Page:
------------

Response:We respectfully advise the Staff that our disclosure controls and procedures are designed to ensure that information required to be disclosed in the reports we file or submit under the Act is recorded, processed, summarized and reported, within the time
5
periods specified in the Commission’s rules and forms. In addition, our disclosure controls and procedures are designed to ensure that information required to be disclosed by us in the reports we file or submit under the Act is accumulated and communicated to our management, including our Chief Executive Officer and Chief Financial Officer as appropriate to allow timely decisions regarding required disclosure. Our Chief Executive Officer and Chief Financial Officer concluded that our disclosure controls and procedures were effective as of the end of our fiscal year ended June 3, 2005. Given that any control system, no matter how well designed, can provide only reasonable assurance that the objectives of the controls system are met, our Chief Executive Officer and Chief Financial Officer necessarily concluded that our disclosure controls and procedures were effective at the reasonable assurance level. The section of Item 9A. titled “Inherent Limitations on Effectiveness of Controls” was included to clarify the “reasonable assurance” basis of the conclusion expressed by the Chief Executive Officer and Chief Financial Officer in the preceding paragraph. In future reports requiring disclosure regarding the effectiveness of our disclosure controls and procedures, if true and acceptable to the Staff, we would propose revising our disclosure as follows:
“Our management, with the participation of our Chief Executive Officer and Chief Financial Officer, evaluated the effectiveness of our disclosure controls and procedures (as defined in Rule 13a-15(e) of the Exchange Act) as of the end of the period covered by this report. Our management, including our Chief Executive Officer and Chief Financial Officer, does not expect that our disclosure controls and procedures or our internal control over financial reporting will prevent all error and all fraud. A control system, no matter how well conceived and operated, can provide only reasonable, not absolute, assurance that the objectives of the control system are met. Further, the design of a control system must reflect the fact that there are resource constraints, and the benefits of controls must be considered relative to their costs. Because of the inherent limitations in all control systems, no evaluation of controls can provide absolute assurance that all control issues and instances of fraud, if any, within Palm have been detected. Based on that evaluation, our Chief Executive Officer and Chief Financial Officer concluded that our disclosure controls and procedures as of the end of the period covered by this report were effective in providing reasonable assurance that information required to be disclosed by us in reports that we file or submit under the Exchange Act is (i) recorded, processed, summarized and reported within the time periods specified in the Securities and Exchange Commission’s rules and forms, and (ii) accumulated and communicated to our management, including our Chief Executive Officer and Chief Financial Officer as appropriate to allow timely decisions regarding required disclosure.”
We believe that the foregoing disclosure, as revised, would comply with the guidance of the Staff set forth in the aforementioned release, while at the same time avoiding potential investor confusion regarding our conclusions concerning the effectiveness of our disclosure controls and procedures.

------------

Data in this exercise:
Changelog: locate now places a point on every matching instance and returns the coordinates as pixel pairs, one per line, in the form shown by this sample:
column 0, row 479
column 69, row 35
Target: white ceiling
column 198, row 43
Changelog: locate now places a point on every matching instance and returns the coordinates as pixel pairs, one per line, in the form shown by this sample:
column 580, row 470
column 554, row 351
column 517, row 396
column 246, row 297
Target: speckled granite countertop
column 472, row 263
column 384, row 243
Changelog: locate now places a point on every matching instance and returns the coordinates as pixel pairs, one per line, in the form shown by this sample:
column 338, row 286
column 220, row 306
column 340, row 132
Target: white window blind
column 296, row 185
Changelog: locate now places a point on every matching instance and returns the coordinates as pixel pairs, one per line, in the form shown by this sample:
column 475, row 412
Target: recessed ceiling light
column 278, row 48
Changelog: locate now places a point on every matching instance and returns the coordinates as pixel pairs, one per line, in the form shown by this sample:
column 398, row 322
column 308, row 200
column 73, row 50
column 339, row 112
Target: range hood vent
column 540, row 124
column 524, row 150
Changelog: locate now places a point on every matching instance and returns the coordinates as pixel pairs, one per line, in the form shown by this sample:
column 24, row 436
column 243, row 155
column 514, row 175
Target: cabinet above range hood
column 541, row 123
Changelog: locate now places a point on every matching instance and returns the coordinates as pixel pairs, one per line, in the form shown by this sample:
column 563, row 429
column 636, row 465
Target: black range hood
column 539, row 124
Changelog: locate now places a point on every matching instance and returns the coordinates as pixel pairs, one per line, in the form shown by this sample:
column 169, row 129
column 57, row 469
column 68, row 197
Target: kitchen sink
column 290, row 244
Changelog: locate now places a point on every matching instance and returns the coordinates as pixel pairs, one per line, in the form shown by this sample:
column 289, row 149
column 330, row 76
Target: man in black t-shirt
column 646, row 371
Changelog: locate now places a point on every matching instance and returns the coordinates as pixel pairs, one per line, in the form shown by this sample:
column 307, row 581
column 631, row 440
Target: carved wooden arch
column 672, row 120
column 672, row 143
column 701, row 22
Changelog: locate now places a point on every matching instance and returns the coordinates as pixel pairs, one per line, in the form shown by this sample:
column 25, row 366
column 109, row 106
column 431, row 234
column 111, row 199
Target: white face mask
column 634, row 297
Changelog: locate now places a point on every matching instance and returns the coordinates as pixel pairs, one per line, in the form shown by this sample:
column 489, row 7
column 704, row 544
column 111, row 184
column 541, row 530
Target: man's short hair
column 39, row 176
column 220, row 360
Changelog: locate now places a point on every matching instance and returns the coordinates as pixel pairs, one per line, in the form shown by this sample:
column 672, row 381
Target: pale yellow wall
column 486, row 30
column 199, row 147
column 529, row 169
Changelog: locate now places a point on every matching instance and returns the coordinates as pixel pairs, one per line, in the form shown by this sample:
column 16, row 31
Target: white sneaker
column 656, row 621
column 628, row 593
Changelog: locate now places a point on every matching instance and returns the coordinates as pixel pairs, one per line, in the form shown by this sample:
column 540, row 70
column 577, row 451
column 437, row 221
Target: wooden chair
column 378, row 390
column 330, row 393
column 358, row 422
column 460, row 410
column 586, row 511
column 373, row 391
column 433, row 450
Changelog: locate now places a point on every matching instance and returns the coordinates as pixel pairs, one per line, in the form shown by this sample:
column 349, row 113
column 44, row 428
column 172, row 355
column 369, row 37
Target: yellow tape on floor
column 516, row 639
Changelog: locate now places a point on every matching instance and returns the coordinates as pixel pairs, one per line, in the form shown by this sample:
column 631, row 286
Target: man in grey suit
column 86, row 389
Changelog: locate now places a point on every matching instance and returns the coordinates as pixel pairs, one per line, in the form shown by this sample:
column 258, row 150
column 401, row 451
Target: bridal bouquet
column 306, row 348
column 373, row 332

------------

Directions:
1. Answer these questions about the disclosure-controls response:
(a) As of the end of which fiscal year did the Chief Executive Officer and Chief Financial Officer conclude that the disclosure controls and procedures were effective?
(b) Under the proposed revised disclosure, which rule of the Exchange Act defines disclosure controls and procedures?
(c) What is the title of the Item 9A section that was included to clarify the "reasonable assurance" basis?
2. Reproduce the entries from their first line through the line holding "column 198, row 43", inclusive.
The entries have no connection to the text.

Task-by-task outputs:
1.
(a) The fiscal year ended June 3, 2005.
(b) Rule 13a-15(e).
(c) "Inherent Limitations on Effectiveness of Controls."

2.
Changelog: locate now places a point on every matching instance and returns the coordinates as pixel pairs, one per line, in the form shown by this sample:
column 0, row 479
column 69, row 35
Target: white ceiling
column 198, row 43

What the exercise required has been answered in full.